(Position annotation items)
• • •

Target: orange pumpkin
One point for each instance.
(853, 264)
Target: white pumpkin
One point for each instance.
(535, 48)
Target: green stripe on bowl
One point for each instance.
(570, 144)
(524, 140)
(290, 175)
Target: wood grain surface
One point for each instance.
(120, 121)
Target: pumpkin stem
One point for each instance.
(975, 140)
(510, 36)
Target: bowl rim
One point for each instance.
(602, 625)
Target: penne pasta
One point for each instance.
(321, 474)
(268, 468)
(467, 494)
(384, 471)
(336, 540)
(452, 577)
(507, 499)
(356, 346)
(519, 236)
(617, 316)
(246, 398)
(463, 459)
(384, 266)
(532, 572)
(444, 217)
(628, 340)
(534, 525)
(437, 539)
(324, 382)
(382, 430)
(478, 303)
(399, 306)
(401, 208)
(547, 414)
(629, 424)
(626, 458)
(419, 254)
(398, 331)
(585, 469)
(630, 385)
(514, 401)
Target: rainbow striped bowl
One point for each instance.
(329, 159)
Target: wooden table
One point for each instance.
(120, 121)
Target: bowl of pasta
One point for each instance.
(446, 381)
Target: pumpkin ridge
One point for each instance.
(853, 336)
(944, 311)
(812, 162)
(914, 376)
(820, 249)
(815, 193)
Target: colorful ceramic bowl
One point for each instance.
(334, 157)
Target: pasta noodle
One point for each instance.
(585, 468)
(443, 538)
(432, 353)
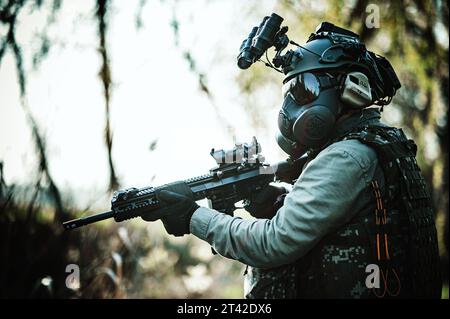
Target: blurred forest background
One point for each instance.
(101, 94)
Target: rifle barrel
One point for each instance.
(75, 223)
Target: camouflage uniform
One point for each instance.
(340, 216)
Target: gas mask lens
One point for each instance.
(304, 88)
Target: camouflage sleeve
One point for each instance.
(328, 193)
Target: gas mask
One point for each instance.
(312, 104)
(310, 108)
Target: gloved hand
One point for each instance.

• • •

Please rewrite the items from the line containing "Target: penne pasta" through the end, changing "bowl" to "dish" and keeping everything else the same. Return only those lines, without the pictures.

**Final result:**
Target: penne pasta
One point for each instance.
(321, 474)
(268, 468)
(467, 494)
(384, 471)
(336, 540)
(452, 577)
(507, 499)
(356, 346)
(519, 236)
(617, 316)
(246, 398)
(463, 459)
(384, 266)
(532, 572)
(444, 217)
(628, 340)
(534, 525)
(437, 539)
(324, 382)
(382, 430)
(478, 303)
(399, 306)
(401, 208)
(547, 414)
(629, 424)
(626, 458)
(419, 254)
(398, 331)
(585, 469)
(630, 385)
(514, 401)
Target: rainbow striped dish
One point for each instance.
(329, 159)
Target: wooden table
One point for each instance.
(120, 121)
Target: dish of pasta
One point for each instance.
(446, 381)
Target: pumpkin ridge
One point for each instance.
(853, 336)
(944, 311)
(812, 162)
(914, 376)
(820, 249)
(815, 193)
Target: colorful ceramic dish
One point for each instance.
(334, 157)
Target: pasta noodle
One point for each instance.
(585, 468)
(443, 538)
(432, 353)
Target: blurred forest background
One point for each instance.
(101, 94)
Target: rifle barrel
One point for each instance.
(75, 223)
Target: camouflage uniform
One point for each instance.
(340, 216)
Target: gas mask lens
One point for each instance.
(304, 88)
Target: camouflage sleeve
One point for each instance.
(328, 193)
Target: gas mask
One point for each instance.
(312, 104)
(310, 108)
Target: gloved hand
One point for each instance.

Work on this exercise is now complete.